(TEXTO DE ESTUDIO):
A partir de la separación definitiva de los reinos, los portugueses se aliaron definitivamente con los ingleses, básicamente para reforzar su independencia de España. Esa alianza dio como fruto dos vinos fuertes (variedad de bebida que permitía a los británicos comerciar en alcohol fermentado y dulce con sus colonias americanas): el Oporto y el vino de Madeira. Por el contrario, los ingleses desarrollaron una sola variedad en España, que es el también famoso vino de Jerez o sherry. La situación de separación y enfrentamiento emocional con nosotros (« de Espanha nem bon vento nem bon casamento») probablemente hizo que el idioma portugués se volviera más oscuro e ininteligible para los españoles. De hecho, cuanto más te alejas de Galicia, menos comprensible resulta el portugués, al extremo de que el portugués de Lisboa parece en ocasiones un lenguaje distinto.

(ACTIVIDADES):
[1] En el texto sobre Portugal y sus vinos, ¿con qué fin se aliaron los portugueses con los ingleses tras la separación de los reinos? Responda en una a tres oraciones.
[2] Continúe el texto sobre Portugal y el idioma portugués a partir de su última oración.

(DATOS DISPONIBLES):
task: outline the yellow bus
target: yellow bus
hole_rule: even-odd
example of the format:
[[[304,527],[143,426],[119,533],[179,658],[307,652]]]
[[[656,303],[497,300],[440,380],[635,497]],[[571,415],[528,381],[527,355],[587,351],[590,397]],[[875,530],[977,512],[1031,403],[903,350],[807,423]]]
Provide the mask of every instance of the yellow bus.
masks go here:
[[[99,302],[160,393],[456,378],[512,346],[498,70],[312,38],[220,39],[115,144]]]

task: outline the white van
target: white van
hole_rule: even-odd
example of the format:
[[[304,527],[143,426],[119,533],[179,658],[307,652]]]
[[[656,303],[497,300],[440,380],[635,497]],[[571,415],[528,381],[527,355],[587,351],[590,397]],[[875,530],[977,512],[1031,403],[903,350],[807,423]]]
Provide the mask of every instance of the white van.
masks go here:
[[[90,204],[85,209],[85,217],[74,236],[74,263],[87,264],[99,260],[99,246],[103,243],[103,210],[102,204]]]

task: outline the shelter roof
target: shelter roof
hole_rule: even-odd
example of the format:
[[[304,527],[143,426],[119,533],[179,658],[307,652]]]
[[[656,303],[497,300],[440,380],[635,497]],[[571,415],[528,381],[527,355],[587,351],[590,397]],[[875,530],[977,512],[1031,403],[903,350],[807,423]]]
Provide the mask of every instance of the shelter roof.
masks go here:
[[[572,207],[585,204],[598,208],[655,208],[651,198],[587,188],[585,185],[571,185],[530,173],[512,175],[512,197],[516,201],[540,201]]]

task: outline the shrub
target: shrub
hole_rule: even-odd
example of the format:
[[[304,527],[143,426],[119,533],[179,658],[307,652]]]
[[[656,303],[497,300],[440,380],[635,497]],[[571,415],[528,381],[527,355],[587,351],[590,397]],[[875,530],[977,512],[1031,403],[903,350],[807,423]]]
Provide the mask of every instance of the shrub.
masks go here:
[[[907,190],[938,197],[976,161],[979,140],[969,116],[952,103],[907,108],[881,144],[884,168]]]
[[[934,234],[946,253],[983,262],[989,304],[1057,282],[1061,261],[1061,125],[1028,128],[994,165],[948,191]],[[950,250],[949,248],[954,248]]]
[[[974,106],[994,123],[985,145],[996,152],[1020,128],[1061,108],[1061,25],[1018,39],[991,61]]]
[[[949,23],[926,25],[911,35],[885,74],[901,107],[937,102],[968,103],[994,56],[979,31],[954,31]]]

(RESPUESTAS ESPERADAS):
[1] Tras la separación definitiva de los reinos, los portugueses se aliaron con los ingleses básicamente para reforzar su independencia de España.

[2]
España perdió sus colonias de forma traumática a principios del siglo XIX tras feroces guerras coloniales en las que nos enfrentamos y perdimos con los tataranietos de los colonizadores españoles, mientras que Portugal entregó sus colonias sin resistencia tras haber ganado la guerra a las guerrillas apoyadas por los rusos y cubanos para permitir al Gobierno de la Revolución de los Claveles, plagado de oficiales marxistas, congraciarse con sus amos soviéticos. Ello provocó un éxodo masivo de familias portuguesas (algunas con quinientos años de tradición a sus espaldas) que tuvieron que abandonar sus posesiones y cambiar de vida en cuestión de pocos meses, provocando el fenómeno de los retornados, un millón de almas con difícil acomodo en un país que contaba con apenas siete millones de habitantes en ese momento.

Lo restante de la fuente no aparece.